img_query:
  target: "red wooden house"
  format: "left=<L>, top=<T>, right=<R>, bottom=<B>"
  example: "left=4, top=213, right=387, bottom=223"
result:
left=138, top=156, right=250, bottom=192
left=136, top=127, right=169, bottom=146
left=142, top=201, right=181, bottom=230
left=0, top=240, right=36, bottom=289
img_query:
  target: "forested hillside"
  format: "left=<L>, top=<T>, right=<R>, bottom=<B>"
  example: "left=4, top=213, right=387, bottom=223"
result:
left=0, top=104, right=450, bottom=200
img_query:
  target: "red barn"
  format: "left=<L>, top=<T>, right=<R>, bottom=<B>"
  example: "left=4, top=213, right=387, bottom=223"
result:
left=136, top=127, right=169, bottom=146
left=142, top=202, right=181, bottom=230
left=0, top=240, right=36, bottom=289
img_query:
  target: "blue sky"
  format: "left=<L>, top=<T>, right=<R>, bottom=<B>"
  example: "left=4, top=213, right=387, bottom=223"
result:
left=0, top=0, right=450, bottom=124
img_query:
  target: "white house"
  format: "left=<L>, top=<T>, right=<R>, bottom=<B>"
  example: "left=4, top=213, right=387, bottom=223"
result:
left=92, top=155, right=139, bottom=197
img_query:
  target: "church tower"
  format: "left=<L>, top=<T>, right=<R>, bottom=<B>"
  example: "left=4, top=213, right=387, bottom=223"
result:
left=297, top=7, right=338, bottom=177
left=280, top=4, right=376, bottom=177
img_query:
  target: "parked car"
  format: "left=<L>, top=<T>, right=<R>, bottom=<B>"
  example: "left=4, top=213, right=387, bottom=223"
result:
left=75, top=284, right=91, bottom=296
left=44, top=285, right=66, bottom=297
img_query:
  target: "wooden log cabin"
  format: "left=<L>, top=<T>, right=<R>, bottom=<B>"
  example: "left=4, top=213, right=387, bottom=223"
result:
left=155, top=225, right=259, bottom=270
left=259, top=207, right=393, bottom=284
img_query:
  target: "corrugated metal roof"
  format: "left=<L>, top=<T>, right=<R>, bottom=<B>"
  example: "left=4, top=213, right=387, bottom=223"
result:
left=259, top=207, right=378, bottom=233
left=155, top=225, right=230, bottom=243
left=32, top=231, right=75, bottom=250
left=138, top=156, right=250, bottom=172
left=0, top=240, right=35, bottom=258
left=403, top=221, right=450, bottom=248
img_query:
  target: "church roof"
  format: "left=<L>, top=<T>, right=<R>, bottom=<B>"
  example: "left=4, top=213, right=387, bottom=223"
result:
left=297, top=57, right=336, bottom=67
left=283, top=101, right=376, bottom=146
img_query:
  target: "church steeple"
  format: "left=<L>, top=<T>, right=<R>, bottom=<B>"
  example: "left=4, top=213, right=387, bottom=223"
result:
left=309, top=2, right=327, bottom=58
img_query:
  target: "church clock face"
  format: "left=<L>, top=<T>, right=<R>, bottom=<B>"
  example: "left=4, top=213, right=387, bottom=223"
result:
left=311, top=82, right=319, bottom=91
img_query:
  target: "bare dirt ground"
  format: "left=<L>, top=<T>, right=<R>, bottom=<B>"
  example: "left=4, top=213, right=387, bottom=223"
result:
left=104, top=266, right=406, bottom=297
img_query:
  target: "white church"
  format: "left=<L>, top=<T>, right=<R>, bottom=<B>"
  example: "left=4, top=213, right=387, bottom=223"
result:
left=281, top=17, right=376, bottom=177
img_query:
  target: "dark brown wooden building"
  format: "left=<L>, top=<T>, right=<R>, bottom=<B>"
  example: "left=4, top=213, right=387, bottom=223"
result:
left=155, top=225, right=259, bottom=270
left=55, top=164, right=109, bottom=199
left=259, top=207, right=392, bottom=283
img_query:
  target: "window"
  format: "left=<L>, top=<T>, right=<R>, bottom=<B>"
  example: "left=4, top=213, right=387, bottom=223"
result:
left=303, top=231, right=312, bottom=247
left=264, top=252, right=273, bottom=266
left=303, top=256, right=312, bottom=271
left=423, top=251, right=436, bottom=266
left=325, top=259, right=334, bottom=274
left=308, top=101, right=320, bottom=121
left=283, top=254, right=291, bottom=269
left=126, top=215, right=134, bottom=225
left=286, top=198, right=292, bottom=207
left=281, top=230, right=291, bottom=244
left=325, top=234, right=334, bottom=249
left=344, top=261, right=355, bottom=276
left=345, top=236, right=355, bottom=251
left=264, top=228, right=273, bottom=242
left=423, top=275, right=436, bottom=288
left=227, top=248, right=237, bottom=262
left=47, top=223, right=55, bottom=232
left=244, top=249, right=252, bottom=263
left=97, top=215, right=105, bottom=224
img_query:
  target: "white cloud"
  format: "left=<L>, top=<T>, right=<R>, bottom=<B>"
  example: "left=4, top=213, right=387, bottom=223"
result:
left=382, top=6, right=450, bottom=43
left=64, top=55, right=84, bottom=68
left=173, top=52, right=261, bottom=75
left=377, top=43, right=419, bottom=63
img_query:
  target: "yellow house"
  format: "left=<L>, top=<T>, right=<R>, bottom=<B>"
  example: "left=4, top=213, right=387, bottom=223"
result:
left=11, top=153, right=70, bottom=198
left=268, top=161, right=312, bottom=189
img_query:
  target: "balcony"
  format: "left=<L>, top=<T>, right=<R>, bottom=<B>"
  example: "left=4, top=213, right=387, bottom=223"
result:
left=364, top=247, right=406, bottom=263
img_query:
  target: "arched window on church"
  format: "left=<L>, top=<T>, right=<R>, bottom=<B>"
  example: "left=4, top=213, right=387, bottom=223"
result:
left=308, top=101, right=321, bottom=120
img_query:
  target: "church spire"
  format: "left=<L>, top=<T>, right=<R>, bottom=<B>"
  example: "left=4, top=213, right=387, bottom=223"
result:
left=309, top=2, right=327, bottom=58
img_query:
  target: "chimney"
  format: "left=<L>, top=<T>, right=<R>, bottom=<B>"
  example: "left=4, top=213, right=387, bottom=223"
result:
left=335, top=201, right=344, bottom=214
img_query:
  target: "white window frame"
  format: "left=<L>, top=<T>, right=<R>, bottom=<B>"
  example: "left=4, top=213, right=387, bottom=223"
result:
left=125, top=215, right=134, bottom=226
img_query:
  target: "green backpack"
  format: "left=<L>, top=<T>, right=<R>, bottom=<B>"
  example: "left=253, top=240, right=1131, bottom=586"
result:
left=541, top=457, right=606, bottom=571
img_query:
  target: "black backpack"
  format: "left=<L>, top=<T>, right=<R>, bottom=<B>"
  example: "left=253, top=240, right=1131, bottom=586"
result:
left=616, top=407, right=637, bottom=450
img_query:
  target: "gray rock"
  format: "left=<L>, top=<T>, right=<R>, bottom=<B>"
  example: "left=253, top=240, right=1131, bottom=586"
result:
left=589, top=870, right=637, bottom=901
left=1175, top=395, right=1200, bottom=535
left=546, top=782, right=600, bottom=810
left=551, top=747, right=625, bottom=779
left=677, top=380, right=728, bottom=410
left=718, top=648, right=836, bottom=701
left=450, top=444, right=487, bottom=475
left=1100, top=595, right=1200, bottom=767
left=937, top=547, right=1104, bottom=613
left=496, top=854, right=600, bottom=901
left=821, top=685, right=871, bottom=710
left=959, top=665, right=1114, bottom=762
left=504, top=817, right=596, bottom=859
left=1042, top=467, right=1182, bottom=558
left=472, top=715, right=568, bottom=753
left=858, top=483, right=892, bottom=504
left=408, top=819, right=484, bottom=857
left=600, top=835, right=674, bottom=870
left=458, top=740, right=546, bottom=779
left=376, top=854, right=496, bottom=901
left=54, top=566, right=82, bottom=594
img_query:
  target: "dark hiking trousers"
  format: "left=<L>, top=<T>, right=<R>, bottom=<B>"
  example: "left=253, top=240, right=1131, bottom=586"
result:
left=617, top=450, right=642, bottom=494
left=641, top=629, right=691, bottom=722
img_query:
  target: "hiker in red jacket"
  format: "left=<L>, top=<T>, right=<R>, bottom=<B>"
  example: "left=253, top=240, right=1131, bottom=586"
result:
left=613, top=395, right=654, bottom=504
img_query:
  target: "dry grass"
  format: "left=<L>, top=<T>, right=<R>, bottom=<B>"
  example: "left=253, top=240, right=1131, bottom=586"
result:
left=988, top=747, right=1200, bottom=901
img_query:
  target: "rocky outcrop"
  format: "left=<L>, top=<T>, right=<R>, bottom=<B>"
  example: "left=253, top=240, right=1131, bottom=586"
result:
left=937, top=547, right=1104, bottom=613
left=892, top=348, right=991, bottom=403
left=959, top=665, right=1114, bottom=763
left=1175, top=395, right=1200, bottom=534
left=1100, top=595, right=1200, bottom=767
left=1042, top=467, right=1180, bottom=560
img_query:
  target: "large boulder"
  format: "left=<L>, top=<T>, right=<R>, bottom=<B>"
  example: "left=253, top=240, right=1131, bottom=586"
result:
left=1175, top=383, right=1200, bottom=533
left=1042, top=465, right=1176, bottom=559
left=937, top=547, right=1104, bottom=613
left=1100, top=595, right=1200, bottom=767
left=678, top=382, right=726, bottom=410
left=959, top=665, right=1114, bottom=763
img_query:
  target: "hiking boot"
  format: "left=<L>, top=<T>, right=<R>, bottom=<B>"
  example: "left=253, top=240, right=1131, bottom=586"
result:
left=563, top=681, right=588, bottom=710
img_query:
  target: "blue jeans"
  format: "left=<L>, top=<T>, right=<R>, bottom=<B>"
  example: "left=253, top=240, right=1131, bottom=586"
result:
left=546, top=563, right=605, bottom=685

=-=-=-=-=

▶ [Exercise goal]:
Copy the lines above, starting at the first line of the records and ending at the line that contains "left=259, top=207, right=393, bottom=284". Reproduce each line without any change.

▶ [Correct answer]:
img_query:
  target: "red wooden house"
  format: "left=<L>, top=<T>, right=<R>, bottom=<B>"
  example: "left=4, top=213, right=387, bottom=223"
result:
left=138, top=156, right=250, bottom=192
left=136, top=127, right=169, bottom=146
left=142, top=201, right=181, bottom=230
left=0, top=240, right=36, bottom=289
img_query:
  target: "forested hillside"
  format: "left=<L>, top=<T>, right=<R>, bottom=<B>"
  example: "left=4, top=213, right=387, bottom=223"
result:
left=0, top=104, right=450, bottom=200
img_query:
  target: "red barn"
  format: "left=<L>, top=<T>, right=<R>, bottom=<B>"
  example: "left=4, top=213, right=387, bottom=223"
result:
left=136, top=127, right=169, bottom=146
left=142, top=202, right=181, bottom=230
left=0, top=240, right=36, bottom=289
img_query:
  target: "blue sky"
  format: "left=<L>, top=<T>, right=<R>, bottom=<B>"
  example: "left=4, top=213, right=387, bottom=223"
result:
left=0, top=0, right=450, bottom=124
img_query:
  target: "white house"
  format: "left=<L>, top=<T>, right=<R>, bottom=<B>"
  example: "left=4, top=213, right=387, bottom=223"
result:
left=92, top=155, right=139, bottom=197
img_query:
  target: "church tower"
  format: "left=<L>, top=<T>, right=<R>, bottom=<B>"
  example: "left=4, top=213, right=387, bottom=223"
result:
left=297, top=7, right=338, bottom=177
left=280, top=4, right=376, bottom=177
img_query:
  target: "parked car"
  format: "left=<L>, top=<T>, right=<R>, bottom=<B>"
  example: "left=4, top=213, right=387, bottom=223"
result:
left=75, top=284, right=91, bottom=296
left=44, top=285, right=66, bottom=297
img_query:
  target: "wooden log cabin"
  format: "left=<L>, top=<T>, right=<R>, bottom=<B>"
  example: "left=4, top=213, right=387, bottom=223"
result:
left=155, top=225, right=259, bottom=270
left=259, top=207, right=393, bottom=284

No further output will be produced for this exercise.